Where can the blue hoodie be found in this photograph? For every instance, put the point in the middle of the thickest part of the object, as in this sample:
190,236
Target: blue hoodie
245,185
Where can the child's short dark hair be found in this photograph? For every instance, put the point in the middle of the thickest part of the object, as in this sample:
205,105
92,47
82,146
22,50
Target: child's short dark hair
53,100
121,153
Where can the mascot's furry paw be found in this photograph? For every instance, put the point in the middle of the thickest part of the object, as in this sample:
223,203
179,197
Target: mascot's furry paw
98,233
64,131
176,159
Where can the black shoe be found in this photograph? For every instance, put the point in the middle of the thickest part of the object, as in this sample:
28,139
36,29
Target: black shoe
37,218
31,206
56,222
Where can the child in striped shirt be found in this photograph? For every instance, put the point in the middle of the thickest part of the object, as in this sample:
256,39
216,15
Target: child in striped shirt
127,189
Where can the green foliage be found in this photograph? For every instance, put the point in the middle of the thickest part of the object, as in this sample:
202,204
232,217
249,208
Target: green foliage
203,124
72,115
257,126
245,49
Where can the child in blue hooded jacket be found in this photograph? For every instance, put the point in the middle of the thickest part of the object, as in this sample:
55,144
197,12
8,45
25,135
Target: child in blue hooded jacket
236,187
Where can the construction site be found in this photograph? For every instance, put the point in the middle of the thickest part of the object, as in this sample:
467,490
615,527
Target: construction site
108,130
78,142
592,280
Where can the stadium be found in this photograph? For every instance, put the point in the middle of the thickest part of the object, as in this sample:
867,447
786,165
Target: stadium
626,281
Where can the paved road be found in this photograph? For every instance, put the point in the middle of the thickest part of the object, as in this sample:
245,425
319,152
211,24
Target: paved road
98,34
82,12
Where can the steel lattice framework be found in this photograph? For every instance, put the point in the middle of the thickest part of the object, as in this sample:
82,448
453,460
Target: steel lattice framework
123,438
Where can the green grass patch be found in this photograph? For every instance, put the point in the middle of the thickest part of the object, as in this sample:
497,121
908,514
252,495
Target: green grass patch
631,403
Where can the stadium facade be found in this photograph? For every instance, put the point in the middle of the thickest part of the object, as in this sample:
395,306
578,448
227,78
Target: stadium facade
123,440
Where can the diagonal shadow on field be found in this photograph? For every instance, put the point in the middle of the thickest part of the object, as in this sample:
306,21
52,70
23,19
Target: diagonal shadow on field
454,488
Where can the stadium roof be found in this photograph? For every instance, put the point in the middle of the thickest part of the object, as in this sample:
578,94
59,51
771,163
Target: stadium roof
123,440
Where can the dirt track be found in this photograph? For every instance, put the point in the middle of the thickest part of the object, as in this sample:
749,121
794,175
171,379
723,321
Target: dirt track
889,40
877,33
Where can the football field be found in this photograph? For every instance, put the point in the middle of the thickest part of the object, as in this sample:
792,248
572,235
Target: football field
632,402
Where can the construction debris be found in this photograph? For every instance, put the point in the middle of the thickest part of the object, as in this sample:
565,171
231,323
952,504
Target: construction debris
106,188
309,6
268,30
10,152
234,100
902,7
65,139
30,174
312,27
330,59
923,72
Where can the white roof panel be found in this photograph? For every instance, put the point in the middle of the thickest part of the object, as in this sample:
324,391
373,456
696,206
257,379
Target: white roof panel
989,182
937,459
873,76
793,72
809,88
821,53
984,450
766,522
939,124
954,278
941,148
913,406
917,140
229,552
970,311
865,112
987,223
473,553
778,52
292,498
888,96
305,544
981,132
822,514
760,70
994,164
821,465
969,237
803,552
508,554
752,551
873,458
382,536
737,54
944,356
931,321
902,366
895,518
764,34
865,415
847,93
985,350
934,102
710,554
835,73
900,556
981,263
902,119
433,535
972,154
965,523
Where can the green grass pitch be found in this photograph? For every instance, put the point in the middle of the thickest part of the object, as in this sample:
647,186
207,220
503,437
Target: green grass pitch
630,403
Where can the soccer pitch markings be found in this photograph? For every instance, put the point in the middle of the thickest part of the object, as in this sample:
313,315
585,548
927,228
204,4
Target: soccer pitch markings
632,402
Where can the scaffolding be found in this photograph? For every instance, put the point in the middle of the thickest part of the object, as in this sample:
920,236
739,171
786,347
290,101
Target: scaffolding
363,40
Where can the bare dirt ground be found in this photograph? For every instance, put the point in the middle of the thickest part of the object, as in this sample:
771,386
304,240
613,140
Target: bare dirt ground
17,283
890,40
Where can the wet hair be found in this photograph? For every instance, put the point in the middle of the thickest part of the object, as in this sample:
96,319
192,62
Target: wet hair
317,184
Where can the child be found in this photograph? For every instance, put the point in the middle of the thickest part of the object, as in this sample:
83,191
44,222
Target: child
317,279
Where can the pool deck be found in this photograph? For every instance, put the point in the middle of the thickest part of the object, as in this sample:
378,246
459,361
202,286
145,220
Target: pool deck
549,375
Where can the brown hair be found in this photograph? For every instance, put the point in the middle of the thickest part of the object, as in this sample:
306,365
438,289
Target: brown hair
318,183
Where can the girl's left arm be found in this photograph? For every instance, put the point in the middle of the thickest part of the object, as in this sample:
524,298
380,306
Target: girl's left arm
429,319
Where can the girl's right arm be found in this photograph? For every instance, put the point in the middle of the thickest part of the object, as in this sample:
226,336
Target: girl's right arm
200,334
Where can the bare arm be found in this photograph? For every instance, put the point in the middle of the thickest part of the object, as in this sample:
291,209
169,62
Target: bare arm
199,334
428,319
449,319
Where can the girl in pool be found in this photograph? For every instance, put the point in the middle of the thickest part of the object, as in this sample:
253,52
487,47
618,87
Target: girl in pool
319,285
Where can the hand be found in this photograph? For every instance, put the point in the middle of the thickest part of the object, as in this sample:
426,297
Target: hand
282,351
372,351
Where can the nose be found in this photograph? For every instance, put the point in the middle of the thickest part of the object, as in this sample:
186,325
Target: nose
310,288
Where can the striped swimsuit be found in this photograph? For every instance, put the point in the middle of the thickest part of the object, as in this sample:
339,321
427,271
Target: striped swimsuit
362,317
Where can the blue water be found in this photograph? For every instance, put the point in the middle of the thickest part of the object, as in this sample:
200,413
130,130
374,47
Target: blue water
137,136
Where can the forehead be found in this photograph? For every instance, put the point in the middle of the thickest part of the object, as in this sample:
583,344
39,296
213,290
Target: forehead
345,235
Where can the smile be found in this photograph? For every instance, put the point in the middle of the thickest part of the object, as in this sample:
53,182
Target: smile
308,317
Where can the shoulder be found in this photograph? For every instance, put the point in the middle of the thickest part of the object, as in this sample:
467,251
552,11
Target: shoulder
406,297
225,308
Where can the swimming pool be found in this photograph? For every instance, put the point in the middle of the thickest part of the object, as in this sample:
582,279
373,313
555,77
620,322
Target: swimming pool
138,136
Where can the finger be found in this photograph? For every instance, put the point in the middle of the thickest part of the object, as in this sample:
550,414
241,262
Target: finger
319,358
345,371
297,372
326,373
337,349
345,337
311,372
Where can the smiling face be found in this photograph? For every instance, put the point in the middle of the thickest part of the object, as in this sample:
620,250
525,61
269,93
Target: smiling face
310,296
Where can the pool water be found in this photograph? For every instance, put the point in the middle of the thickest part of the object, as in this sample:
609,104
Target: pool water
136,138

What is asked: Each line above must be printed exactly as it appears.

In response:
Where can the blue hoodie be found in this photograph? For every instance, put the point in the middle of the thickest part of the object, as in this sample:
190,236
Target: blue hoodie
245,185
Where can the child's short dark hair be found in this photograph? For every instance, put the point in the middle of the thickest part of the object, as in this sample:
205,105
92,47
82,146
22,50
Target: child's short dark hair
53,100
121,153
Where can the mascot's furry paw be found in this photograph? For every instance, put the point in the middle of the thickest part of the object, as in this sample:
223,203
179,197
Target: mascot's furry paw
98,233
64,131
176,159
Where can the black shoe be found in this photograph? For every instance, put the point in the middle of the thickest part of the object, as in this sample:
28,139
36,29
Target: black shoe
37,218
31,206
56,222
Where can the child in striped shirt be found in this photograph? For every instance, put the point in the middle of the thickest part of the object, as in this sample:
256,39
216,15
Target: child in striped shirt
127,189
Where can the green foliage be found in this photograph? For every instance, put the point in the middle of the thickest part of the object, as in this sample:
202,204
232,217
249,208
Target: green foliage
203,124
72,115
257,126
245,49
Where can the child in blue hooded jacket be found in this photograph? For every instance, put the point in the middle of the thickest part of the object, as in this sample:
55,144
197,12
8,45
25,135
Target: child in blue hooded jacket
236,187
Where can the construction site be found in this photograph? For every instance, put the point in the middle of the thickest part of the object, as in this sample:
467,490
615,527
Target: construction site
108,130
78,142
592,280
Where can the stadium be found in this photograph? For every instance, put the point in the middle of the thickest part of the object, as in this sample:
867,447
786,165
Target: stadium
626,281
Where can the paved road be found in this photograph? For every instance, put the point in the middle of the thickest part of the object, as in this sample:
245,425
319,152
211,24
Target: paved road
98,34
82,12
Where can the steel lattice framework be found in this photograph? For every instance, put the point in the middle of the thickest part of the object, as in this sample:
82,448
453,460
Target: steel lattice framework
123,438
Where can the green grass patch be found in this photograph? For every instance, put the point in the middle of the thickest part of the object, as in this sample:
497,121
908,514
252,495
Target: green grass patch
631,403
Where can the stadium facade be found in this photograph? For every instance, put the point in the middle of the thickest part of the object, as in this sample:
395,306
578,448
227,78
Target: stadium facade
123,440
Where can the diagonal shadow on field be found in this photograph? For every instance, put the point in the middle of the thickest part of the object, as in this sample:
306,21
52,70
23,19
Target: diagonal shadow on field
454,488
Where can the stadium roof be found in this photograph? For every instance, put the point in the middle of the thickest part of the object, as in this sample:
578,94
59,51
771,163
Target: stadium roof
123,440
Where can the dirt track be found in this photograph? For every instance, put the point in the middle of the thickest part of the object, as in this sample:
749,121
794,175
171,379
723,321
Target: dirt track
889,40
877,33
Where can the football field be found in this photograph? For every instance, put the point in the middle of the thickest part of the object, as in this sample:
792,248
572,235
Target: football field
632,402
Where can the construction debris be found in this photograph? For every instance, put the point in the middle of the thickest part of the object, as in this sample:
565,171
231,323
952,504
Target: construction debris
106,188
309,6
268,30
10,152
234,100
902,7
65,139
30,174
312,27
330,59
923,72
Where can the white roof panel be found in this photograph? For every instance, put the point in the middle of the thickest part of the object, as in this sample:
324,391
373,456
696,206
257,379
Target: white roof panel
989,182
937,459
873,76
793,72
809,88
821,53
984,450
766,522
939,124
954,278
941,148
913,406
917,140
229,552
970,311
865,112
987,223
473,553
778,52
292,498
888,96
305,544
981,132
822,514
760,70
994,164
821,465
969,237
803,552
508,554
752,551
873,458
382,536
737,54
944,356
931,321
902,366
895,518
764,34
865,415
847,93
985,350
934,102
710,554
835,73
900,556
981,263
902,119
433,535
972,154
965,523
Where can the green grass pitch be found in this photograph? For every instance, put the point in the middle of the thickest part of the object, as in this sample:
647,186
207,220
503,437
Target: green grass pitch
630,403
Where can the soccer pitch markings be found in this photograph? For every instance, put the point in the middle of the thickest part of the object, as in this sample:
313,315
585,548
927,228
204,4
Target: soccer pitch markings
632,402
Where can the scaffolding be found in this photograph? For every instance, put the point in the middle of the thickest part of the object, as in this sample:
920,236
739,171
786,347
290,101
Target: scaffolding
363,40
Where can the bare dirt ground be found in this photograph? For every instance, put the point in the middle of the thickest part of the object, as in this sample:
771,386
304,240
613,140
Target: bare dirt ground
17,283
890,40
Where can the wet hair be found in this photograph? For every instance, put the point in the middle of the thickest part of the object, as in this sample:
96,319
192,62
Target: wet hair
317,184
Where can the child be found in this photograph? For every instance, put the point in the middle of the thickest part of the object, as in this sample:
83,191
44,222
Target: child
317,279
Where can the pool deck be found in this photograph? For every instance, put the point in the middle of the thickest part of the object, as in this sample:
378,246
459,361
202,286
145,220
Target: pool deck
549,375
Where can the brown hair be found in this photograph? For every instance, put the point in the middle of the thickest part of the object, as in this sample:
306,365
438,289
Target: brown hair
318,183
Where can the girl's left arm be found in this photograph? For every instance, put the point in the middle of the thickest part of the object, as in this sample:
524,298
380,306
Target: girl's left arm
429,319
Where can the girl's right arm be found in this photograph? For every instance, put the point in the middle of the thickest part of the object, as in this sample:
226,336
Target: girl's right arm
200,334
Where can the bare arm be found in this photograph? For every instance, put the point in the middle of the thickest part of the object, as in this sample:
291,209
169,62
Target: bare arm
199,334
428,319
449,319
Where can the girl in pool be found in this photograph? For every instance, put the point in the middle of the thickest part of the object, as in this sample:
253,52
487,47
618,87
Target: girl in pool
319,285
Where can the hand be found in this photograph? For every instance, put the point in the middle of the thickest part of the object, as in this sample:
426,297
Target: hand
282,351
372,351
Where can the nose be found in this photograph? For every instance, put the point in the middle of the thickest part of the object, as in this sample:
186,325
Target: nose
310,288
Where can the striped swimsuit be found in this photograph? For every instance, put the point in the middle of the thickest part of the object, as in this sample:
339,321
427,271
Target: striped swimsuit
362,317
Where can the blue water be found in this photograph? For every instance, put the point in the middle of the thickest part of the object, as in this sample:
200,413
130,130
374,47
Target: blue water
137,136
Where can the forehead be found in this photograph? For every instance, put the point in the middle of the thickest part of the object, as in this sample:
583,344
39,296
213,290
Target: forehead
345,235
Where can the smile be found in this photograph? For every instance, put the point in the middle of the thickest part of the object, as in this sample:
53,182
Target: smile
308,317
Where can the shoulder be found in this photograph? For every instance, put the point in the middle of the thickest part of the object, as in this sample:
467,251
552,11
Target: shoulder
406,297
225,308
Where can the swimming pool be found in this photograph? For every instance, put the point in the middle of the thickest part of the object, as in this sample:
582,279
373,313
555,77
620,322
Target: swimming pool
138,136
Where can the finger be found in this photograph? For every instance, put the point in the middle of the thickest part of the object, as in this sample:
550,414
241,262
Target: finger
319,358
345,371
297,372
326,373
337,349
345,337
311,372
Where can the smiling face be found in this photograph? For every instance, put the point in the middle of the thickest part of the object, as in this sample:
620,250
525,61
269,93
Target: smiling face
310,296
Where can the pool water be found in this photograph? For every instance, put the point in the middle of the thickest part of the object, as in this sample:
609,104
Target: pool water
136,138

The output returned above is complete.